> [Objetivo]:
Cita completo y sin cambios el fragmento sobre la oposición a la dictadura y la represión al pueblo mapuche.

> [Fragmento de origen]:
┄┄┄┄┄┄┄┄┄┄┄┄┄┄┄┄┄┄┄┄
Las organizaciones sindicales, especialmente dirigentes de federaciones que sobrevivieron a la represión, y de otros que modificaron su inicial postura de apoyo a los militares, generaron nuevas instancias de coordinación (Grupo de los 10, Coordinadora Nacional de Sindicatos) y convocaron en 1978 y 1979 a conmemorar el 1° de mayo en el centro de Santiago. En ambos casos fueron reprimidos, pero congregaron a un importante número de trabajadores, militantes de partidos y pobladores. Estas fueron las primeras manifestaciones públicas de oposición a la dictadura. En estos mismos años, la Agrupación de Familiares de Detenidos Desaparecidos realizó dos importantes huelgas de hambre, la de mayor impacto denominada «Huelga larga», de diecisiete días en 1978, una iniciativa que encontró apoyo en el exterior, así como en comunidades cristianas en Santiago y algunas provincias, como Valparaíso y Concepción 37. Con estas acciones buscaron llamar la atención sobre la suerte corrida por sus familiares detenidos y desaparecidos.

En el caso del pueblo mapuche, previo al golpe de Estado, vivieron los efectos más duros de la represión, cuando fuerzas militares invadieron el Centro de Producción Nehuentué, el 30 de agosto de 1973, provocando maltratos y torturas a los dirigentes mapuche, uno de los cuales murió producto de las golpizas recibidas el 8 de septiembre de 1973. Una vez consumado el golpe de Estado la represión se extendió por toda la zona, incluyendo la tortura, la muerte y la desaparición de algunos detenidos. En 1978, se publicó una Nueva Ley Indígena (Decreto Ley N° 2.568, sobre división de las comunidades indígenas), y paralelamente la CONAF comenzó a rematar grandes extensiones territoriales y favorecer el desarrollo de las empresas forestales que terminarían por controlar la mayor parte del territorio.
┄┄┄┄┄┄┄┄┄┄┄┄┄┄┄┄┄┄┄┄
> [Entradas mostradas]:
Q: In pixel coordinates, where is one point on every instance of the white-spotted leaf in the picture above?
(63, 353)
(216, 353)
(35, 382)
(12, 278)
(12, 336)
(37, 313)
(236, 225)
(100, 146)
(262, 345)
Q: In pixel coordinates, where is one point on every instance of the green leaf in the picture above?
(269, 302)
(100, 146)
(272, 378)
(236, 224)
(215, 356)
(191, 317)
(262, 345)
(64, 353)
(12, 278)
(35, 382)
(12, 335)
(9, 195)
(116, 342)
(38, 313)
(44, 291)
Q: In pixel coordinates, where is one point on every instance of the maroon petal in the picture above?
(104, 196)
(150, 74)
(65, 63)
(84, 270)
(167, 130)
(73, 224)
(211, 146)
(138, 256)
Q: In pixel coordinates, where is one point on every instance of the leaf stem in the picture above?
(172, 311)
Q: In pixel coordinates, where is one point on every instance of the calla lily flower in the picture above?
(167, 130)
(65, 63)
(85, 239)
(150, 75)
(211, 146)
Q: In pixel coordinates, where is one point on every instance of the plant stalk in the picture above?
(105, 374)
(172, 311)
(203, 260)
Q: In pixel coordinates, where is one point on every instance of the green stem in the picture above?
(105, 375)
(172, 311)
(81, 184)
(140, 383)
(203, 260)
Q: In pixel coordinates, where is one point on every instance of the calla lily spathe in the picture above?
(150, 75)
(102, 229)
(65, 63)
┄┄┄┄┄┄┄┄┄┄┄┄┄┄┄┄┄┄┄┄
> [Respuesta]:
Las organizaciones sindicales, especialmente dirigentes de federaciones que sobrevivieron a la represión, y de otros que modificaron su inicial postura de apoyo a los militares, generaron nuevas instancias de coordinación (Grupo de los 10, Coordinadora Nacional de Sindicatos) y convocaron en 1978 y 1979 a conmemorar el 1° de mayo en el centro de Santiago. En ambos casos fueron reprimidos, pero congregaron a un importante número de trabajadores, militantes de partidos y pobladores. Estas fueron las primeras manifestaciones públicas de oposición a la dictadura. En estos mismos años, la Agrupación de Familiares de Detenidos Desaparecidos realizó dos importantes huelgas de hambre, la de mayor impacto denominada «Huelga larga», de diecisiete días en 1978, una iniciativa que encontró apoyo en el exterior, así como en comunidades cristianas en Santiago y algunas provincias, como Valparaíso y Concepción 37. Con estas acciones buscaron llamar la atención sobre la suerte corrida por sus familiares detenidos y desaparecidos.

En el caso del pueblo mapuche, previo al golpe de Estado, vivieron los efectos más duros de la represión, cuando fuerzas militares invadieron el Centro de Producción Nehuentué, el 30 de agosto de 1973, provocando maltratos y torturas a los dirigentes mapuche, uno de los cuales murió producto de las golpizas recibidas el 8 de septiembre de 1973. Una vez consumado el golpe de Estado la represión se extendió por toda la zona, incluyendo la tortura, la muerte y la desaparición de algunos detenidos. En 1978, se publicó una Nueva Ley Indígena (Decreto Ley N° 2.568, sobre división de las comunidades indígenas), y paralelamente la CONAF comenzó a rematar grandes extensiones territoriales y favorecer el desarrollo de las empresas forestales que terminarían por controlar la mayor parte del territorio.